— Begin —
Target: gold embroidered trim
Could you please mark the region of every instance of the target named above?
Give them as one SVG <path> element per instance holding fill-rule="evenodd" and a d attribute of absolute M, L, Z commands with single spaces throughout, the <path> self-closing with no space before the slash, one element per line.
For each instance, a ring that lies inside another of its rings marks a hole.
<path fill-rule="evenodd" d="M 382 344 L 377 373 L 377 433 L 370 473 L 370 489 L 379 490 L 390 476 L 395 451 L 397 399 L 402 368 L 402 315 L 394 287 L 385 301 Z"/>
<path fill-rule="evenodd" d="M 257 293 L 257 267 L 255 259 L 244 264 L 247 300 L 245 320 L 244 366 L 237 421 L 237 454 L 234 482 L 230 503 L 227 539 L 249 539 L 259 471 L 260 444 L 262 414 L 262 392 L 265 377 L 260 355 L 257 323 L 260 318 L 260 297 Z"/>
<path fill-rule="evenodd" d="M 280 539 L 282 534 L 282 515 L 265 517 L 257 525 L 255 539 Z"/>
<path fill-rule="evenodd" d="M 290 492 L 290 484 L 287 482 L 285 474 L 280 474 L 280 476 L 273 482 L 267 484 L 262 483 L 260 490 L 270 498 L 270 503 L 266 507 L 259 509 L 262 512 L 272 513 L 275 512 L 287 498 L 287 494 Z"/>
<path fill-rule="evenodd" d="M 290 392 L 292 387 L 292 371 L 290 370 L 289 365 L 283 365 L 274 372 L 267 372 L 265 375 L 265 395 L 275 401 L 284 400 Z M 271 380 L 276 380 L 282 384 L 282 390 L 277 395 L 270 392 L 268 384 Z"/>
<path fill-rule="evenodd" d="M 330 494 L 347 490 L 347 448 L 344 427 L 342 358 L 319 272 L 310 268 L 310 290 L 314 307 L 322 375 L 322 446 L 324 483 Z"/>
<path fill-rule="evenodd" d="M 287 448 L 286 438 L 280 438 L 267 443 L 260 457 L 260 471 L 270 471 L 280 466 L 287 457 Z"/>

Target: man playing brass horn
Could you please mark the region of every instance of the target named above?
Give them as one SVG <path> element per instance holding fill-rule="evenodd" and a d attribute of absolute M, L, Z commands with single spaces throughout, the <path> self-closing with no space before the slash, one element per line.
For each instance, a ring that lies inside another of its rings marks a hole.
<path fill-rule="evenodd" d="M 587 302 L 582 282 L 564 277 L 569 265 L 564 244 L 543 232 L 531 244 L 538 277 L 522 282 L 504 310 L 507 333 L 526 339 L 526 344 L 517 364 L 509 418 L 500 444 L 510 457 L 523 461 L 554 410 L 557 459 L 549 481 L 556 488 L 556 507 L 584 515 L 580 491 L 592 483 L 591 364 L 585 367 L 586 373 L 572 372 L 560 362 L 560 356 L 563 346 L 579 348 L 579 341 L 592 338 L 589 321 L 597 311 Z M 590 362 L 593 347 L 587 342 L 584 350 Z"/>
— End —
# [Aim of the task]
Could you rewrite everything from the start of the items down to the line containing "280 539 L 282", replacing "embroidered" with "woven" and leaving everything else unchanged?

# [Answer to this problem]
Target: gold woven trim
Could you please mark the region of every instance of the target named above?
Give them as one SVG <path> element per instance holding fill-rule="evenodd" and a d attribute of absolute M, L, Z commands with single spaces throughout, the <path> self-closing with no space before the slash, one element per line.
For each instance, a ring that lies inside another of its rings marks a hole.
<path fill-rule="evenodd" d="M 382 344 L 377 373 L 377 433 L 370 473 L 370 489 L 379 490 L 390 476 L 395 451 L 397 399 L 402 368 L 402 315 L 394 287 L 385 301 Z"/>
<path fill-rule="evenodd" d="M 257 293 L 257 267 L 255 259 L 244 264 L 247 300 L 245 320 L 244 366 L 237 421 L 237 454 L 234 482 L 230 503 L 227 539 L 249 539 L 259 471 L 260 444 L 262 414 L 262 392 L 265 377 L 260 355 L 257 323 L 260 318 L 260 297 Z"/>
<path fill-rule="evenodd" d="M 280 539 L 282 534 L 282 515 L 265 517 L 257 525 L 255 539 Z"/>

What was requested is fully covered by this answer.